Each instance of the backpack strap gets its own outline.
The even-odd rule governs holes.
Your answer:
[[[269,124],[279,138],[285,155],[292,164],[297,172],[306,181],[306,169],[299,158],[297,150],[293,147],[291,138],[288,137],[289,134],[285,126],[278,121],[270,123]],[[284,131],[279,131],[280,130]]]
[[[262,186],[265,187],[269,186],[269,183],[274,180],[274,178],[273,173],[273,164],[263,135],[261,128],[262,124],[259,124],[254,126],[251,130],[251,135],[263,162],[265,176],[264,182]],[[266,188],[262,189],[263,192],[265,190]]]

• _Exercise_: Output every line above as a JSON list of strings, one string per line, leaving out any blank lines.

• _Result_:
[
  "Each instance of the backpack strap gets its own outline.",
  "The even-odd rule governs holes.",
  "Your answer:",
  "[[[269,124],[279,138],[285,155],[292,164],[297,172],[306,181],[306,169],[299,158],[297,150],[293,147],[291,138],[288,137],[289,134],[285,126],[278,121],[270,123]],[[284,131],[279,131],[280,130]]]",
  "[[[262,186],[265,187],[269,186],[269,183],[274,180],[274,178],[273,173],[273,164],[263,135],[261,128],[262,124],[259,124],[254,126],[251,130],[251,135],[263,162],[265,176],[264,182]],[[266,188],[262,189],[263,192],[265,190]]]"
]